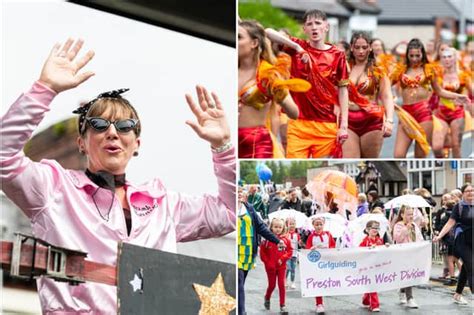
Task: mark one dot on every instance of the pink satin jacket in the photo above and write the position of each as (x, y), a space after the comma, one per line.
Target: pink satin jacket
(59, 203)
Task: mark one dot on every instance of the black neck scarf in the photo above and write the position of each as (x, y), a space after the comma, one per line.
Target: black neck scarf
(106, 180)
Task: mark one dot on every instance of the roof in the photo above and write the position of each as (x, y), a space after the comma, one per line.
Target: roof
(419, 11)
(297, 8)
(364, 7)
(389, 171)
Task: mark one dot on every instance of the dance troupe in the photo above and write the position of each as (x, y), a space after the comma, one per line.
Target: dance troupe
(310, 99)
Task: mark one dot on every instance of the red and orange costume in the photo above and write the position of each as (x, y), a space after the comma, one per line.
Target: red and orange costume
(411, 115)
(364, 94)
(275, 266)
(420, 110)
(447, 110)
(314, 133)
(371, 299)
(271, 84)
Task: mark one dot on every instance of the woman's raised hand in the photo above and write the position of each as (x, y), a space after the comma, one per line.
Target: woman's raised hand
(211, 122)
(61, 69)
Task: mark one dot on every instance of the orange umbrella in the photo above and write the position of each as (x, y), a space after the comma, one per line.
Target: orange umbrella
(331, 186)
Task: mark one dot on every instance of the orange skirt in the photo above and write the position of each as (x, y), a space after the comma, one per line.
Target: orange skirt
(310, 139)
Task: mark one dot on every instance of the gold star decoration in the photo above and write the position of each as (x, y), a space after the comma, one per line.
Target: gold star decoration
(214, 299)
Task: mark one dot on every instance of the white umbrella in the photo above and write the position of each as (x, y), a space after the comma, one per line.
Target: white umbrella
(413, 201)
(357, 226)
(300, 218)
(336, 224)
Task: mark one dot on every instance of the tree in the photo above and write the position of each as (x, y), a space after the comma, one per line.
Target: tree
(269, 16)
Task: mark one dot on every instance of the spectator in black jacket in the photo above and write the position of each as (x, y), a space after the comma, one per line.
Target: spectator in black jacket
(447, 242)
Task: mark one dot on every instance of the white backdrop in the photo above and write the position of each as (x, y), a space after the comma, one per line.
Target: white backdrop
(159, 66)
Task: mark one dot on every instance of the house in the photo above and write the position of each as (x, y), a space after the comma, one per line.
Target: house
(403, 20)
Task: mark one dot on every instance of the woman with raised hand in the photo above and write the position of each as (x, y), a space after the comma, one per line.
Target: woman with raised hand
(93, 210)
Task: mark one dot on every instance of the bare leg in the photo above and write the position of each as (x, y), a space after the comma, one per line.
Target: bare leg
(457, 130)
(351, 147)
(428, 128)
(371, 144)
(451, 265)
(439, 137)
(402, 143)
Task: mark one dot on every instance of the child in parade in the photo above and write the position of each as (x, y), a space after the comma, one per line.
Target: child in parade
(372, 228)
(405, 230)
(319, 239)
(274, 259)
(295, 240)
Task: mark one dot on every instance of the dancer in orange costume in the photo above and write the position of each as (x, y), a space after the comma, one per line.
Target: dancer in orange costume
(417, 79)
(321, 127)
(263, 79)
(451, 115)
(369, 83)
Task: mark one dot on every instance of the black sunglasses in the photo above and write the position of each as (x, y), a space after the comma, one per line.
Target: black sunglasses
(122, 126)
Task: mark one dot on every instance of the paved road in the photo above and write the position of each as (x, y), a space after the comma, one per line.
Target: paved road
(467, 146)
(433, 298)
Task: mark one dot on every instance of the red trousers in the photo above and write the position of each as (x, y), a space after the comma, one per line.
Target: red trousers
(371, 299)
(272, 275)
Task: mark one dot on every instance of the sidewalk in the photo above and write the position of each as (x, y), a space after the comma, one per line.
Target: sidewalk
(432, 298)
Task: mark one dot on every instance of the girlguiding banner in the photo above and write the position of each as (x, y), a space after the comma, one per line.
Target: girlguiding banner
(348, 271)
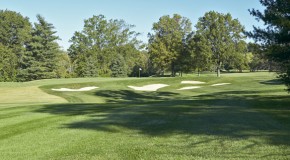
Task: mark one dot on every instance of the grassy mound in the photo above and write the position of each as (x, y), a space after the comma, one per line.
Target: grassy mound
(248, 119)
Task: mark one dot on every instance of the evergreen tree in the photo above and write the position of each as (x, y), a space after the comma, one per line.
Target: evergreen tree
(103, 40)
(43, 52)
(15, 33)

_What the task requires_
Reproduce the material in its entirety and word for word, without the pictures.

_Solution_
Task: mark one dot on every instance of the pink satin jacket in the photo above and write the position of each as (x, y), a space after the comma, one per line.
Target: pink satin jacket
(59, 203)
Task: mark one dot on every instance of the black neck scarf in the photo above and write the position of each as (x, y), a space after the comma, one per line.
Target: black neck scarf
(106, 180)
Task: mark one dot on every instance of the roof in the photo above and write the position of each as (x, y), a space after the comma, one per line.
Target: roof
(419, 11)
(297, 8)
(364, 7)
(389, 171)
Task: mark one dot on every instance of the dance troupe in the photo above and write the position of each as (x, y), a space after the comma, one per line.
Target: dance troupe
(310, 99)
Task: mark one dot on every instance of the red and orange costume in the photo above and write the position of each as (x, y), a space after the comma, one per line.
Target: red and orange costume
(411, 115)
(364, 94)
(275, 266)
(420, 110)
(447, 110)
(314, 133)
(371, 299)
(271, 84)
Task: mark one dot on every instance of the woman's raised hand in the photo above and write the position of each as (x, y), a space after the comma, one per line.
Target: woman's raised hand
(211, 122)
(61, 69)
Task: mark one dot on every instance of the orange umbrella in the photo above and write the position of each as (x, y), a space after the comma, one per line.
Target: orange umbrella
(331, 186)
Task: mark one dot on every instance of the orange skirt in the photo above and write the position of each as (x, y), a space after the comma, one per line.
Target: orange skirt
(310, 139)
Task: mark one dot on every instance of the gold star decoration in the photo above and write the position of each as (x, y), a space after the comma, one per line.
Target: gold star decoration
(214, 299)
Task: mark one dot on every instance of the white umbrella in the photo above and write the position of each as (x, y), a space after the comma, one per line.
Target: white umbrella
(413, 201)
(357, 226)
(300, 218)
(336, 224)
Task: mark one dot on every instance of the tree in the photo above and write the position of each as (x, y), a space after the comma, one per line.
Target: tree
(269, 16)
Task: mark one dot on every instance of the spectator in black jacket in the photo above and write the position of each as (x, y), a space after the comma, one per line.
Target: spectator in black jacket
(447, 242)
Task: mark one dot on every instance of the white backdrop in the photo above and write the position of each as (x, y), a space after the comma, one per line.
Target: white backdrop
(159, 66)
Task: mark one dot on every instance of the house in the photo above and write the position of each as (x, y), a space after the comma, one per line.
Target: house
(403, 20)
Task: mark one dot on every instance of the woman with raised hand in the photo above and write the position of each as (x, y), a space after the comma, one per line.
Target: woman with raised hand
(93, 210)
Task: mark one dot on every instance of the bare leg in the photo above and write the position of each as (x, y), a space after the comma, one per line.
Target: bare leg
(457, 130)
(351, 147)
(428, 128)
(371, 144)
(451, 265)
(439, 137)
(402, 143)
Task: mark one dot on every instance of the child in parade in the photo above and write the position of each as (x, y), a space after the comma, one per line.
Target: child in parade
(372, 228)
(405, 230)
(319, 239)
(274, 259)
(295, 240)
Task: mark one dot on every instance of the dancer in orange costume in the photo above and write the position of each as (x, y), a space after the comma, one per line.
Target: dancer in orange costume
(417, 79)
(321, 127)
(263, 79)
(451, 115)
(369, 83)
Task: mark one dot on every instance of the black sunglasses in the photo above and write the position of each as (x, y), a space after the comma, one per line.
Target: black sunglasses
(122, 126)
Task: mark one dot on every instance of the paved road in the photo above and write the position of each as (x, y), a space after the comma, one per line.
Target: paved road
(467, 146)
(433, 298)
Task: mark one dot on every instance of the red trousers in the photo above and write the position of each as (x, y), a space after the comma, one per line.
Target: red trousers
(371, 299)
(272, 275)
Task: mark one dot on every instance of the sidewalk in the photo above and write the position of each as (x, y), a space after the comma, one per line.
Target: sidewalk
(432, 298)
Task: mark one dot on every instance of the girlguiding banner in the photo above and write the position of each as (x, y), a space after the comma, one per line.
Target: girlguiding banner
(348, 271)
Task: mark one dot on every instance of the grassy mound in the photo above and write the position of each as (x, y), a space after the comma, one per line.
Target: grassy mound
(248, 119)
Task: mark one dot on every instance of the evergreen tree in the photo above and write the position of each as (x, y), a space after the comma, one per line.
Target: evergreen tree
(103, 40)
(43, 52)
(15, 33)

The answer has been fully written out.